Fitting market for Germany

Germany has been a strong trade partner for Indonesia, with US$875 million worth of investments in the areas of energy, telecommunication, consumer, agribusiness, and industrial sectors in Indonesia. In the first quarter of this year alone, Indonesia secured US$20 billion investment commitments from European companies.

The Indonesian trade show, which hosted the German pavilion comprising 21 companies, is a gateway for these companies, especially for mid-sized organisations that serve as the backbone of the country’s economy to expand their reach into overseas growth markets.


German extrusion machinery exhibitor Windmöller & Hölscher (W&H) was promoting its Miraflex C for flexographic printing featuring a redesigned rear frame and tunnel, more robust printing decks and automatic cleaning of the impression cylinder; as well as Dynastar, a new-generation gravure printing machine for flexible packaging, specially developed for short and ultra-short print runs of under 3,000 m. A new feature is the changeable cylinder concept with slide-in carts, allowing for the possibility of making preparations for the next print job while the machine is still running.

□ □ □ □ □ □ □

• Work instructions
Please give the number of companies in the German pavilion at the Indonesian trade show, as stated in the passage on Germany's market in Indonesia.

□ □ □ □ □ □ □

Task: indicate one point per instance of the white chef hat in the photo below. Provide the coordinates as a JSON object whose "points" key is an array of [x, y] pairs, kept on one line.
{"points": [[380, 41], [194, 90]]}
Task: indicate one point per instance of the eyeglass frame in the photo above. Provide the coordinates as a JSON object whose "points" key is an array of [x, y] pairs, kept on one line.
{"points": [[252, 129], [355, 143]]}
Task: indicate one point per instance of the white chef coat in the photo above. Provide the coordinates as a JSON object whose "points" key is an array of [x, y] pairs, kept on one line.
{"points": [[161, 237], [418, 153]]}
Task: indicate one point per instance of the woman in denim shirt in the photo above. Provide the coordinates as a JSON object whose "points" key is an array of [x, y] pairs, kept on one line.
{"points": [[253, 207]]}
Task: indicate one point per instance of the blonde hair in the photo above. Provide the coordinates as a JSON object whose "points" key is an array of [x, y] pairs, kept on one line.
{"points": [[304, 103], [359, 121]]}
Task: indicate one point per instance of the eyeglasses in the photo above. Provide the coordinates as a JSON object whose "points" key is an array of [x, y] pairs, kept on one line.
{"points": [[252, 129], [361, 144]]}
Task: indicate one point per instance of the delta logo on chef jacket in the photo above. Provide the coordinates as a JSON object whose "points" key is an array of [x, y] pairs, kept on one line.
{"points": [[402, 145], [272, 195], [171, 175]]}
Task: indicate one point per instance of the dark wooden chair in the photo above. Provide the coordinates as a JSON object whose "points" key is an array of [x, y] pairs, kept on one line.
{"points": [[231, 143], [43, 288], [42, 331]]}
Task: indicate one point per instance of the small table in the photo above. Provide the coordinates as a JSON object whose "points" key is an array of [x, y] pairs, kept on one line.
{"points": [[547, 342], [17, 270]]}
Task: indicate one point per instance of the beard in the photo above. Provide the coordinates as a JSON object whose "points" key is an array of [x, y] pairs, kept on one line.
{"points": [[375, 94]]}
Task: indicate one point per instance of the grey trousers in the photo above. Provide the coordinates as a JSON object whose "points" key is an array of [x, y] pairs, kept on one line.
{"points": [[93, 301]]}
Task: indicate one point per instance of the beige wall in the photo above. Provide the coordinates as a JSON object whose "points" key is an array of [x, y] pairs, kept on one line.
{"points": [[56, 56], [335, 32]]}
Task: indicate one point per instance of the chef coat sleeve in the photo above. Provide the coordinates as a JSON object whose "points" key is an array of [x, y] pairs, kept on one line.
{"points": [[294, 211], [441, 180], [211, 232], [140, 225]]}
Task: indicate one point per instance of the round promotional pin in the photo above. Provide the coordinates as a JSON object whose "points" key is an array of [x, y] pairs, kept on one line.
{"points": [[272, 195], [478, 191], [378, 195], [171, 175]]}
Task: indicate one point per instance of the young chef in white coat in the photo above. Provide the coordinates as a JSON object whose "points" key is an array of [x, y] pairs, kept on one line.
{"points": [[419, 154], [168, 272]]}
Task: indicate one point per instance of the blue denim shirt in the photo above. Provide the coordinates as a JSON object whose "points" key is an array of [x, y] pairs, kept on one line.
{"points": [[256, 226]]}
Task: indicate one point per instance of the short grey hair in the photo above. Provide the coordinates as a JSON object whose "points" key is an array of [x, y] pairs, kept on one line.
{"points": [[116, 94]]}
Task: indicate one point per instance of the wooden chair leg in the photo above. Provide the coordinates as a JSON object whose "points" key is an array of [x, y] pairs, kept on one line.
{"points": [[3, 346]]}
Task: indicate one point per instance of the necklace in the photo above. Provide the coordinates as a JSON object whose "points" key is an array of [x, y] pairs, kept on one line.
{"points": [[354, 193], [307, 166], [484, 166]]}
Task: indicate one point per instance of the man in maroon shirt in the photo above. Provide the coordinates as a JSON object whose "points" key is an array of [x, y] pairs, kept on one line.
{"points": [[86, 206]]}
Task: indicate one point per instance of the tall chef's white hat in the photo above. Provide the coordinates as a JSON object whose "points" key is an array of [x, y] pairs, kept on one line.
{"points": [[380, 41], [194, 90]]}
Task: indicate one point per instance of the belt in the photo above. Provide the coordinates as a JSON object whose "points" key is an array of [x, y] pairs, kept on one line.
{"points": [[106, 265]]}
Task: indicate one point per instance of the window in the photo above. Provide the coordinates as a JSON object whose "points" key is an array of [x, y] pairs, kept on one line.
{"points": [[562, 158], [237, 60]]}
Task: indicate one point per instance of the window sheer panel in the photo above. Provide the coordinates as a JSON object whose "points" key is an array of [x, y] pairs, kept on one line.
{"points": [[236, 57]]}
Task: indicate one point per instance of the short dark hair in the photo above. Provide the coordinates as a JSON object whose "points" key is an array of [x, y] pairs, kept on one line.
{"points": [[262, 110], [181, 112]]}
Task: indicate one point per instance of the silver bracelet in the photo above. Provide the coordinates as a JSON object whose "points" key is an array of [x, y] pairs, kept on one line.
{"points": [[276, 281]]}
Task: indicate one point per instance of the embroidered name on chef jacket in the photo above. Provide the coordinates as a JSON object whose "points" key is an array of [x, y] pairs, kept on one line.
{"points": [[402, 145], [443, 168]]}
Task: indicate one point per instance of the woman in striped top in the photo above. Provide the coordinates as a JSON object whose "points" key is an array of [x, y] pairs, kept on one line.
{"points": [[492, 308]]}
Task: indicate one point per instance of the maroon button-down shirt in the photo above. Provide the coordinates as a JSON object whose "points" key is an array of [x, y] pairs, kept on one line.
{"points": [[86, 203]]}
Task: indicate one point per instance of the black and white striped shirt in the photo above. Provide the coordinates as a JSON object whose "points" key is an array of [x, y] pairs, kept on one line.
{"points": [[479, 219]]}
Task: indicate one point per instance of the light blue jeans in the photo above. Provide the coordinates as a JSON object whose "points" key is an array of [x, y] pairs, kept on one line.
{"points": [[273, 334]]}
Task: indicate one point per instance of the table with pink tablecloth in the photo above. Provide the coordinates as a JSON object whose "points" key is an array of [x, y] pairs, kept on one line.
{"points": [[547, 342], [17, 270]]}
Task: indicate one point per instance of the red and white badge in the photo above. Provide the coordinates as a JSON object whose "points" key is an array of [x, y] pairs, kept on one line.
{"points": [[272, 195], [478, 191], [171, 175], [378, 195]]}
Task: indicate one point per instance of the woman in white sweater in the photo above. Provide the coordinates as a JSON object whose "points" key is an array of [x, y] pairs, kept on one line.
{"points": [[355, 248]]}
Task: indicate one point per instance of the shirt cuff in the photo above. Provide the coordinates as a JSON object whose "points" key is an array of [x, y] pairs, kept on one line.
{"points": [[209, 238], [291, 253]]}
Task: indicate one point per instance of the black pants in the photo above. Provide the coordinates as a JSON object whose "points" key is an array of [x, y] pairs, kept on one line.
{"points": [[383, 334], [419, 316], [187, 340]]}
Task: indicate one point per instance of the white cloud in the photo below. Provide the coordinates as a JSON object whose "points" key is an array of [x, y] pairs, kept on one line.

□ □ □ □ □ □ □

• Answer to this task
21 companies.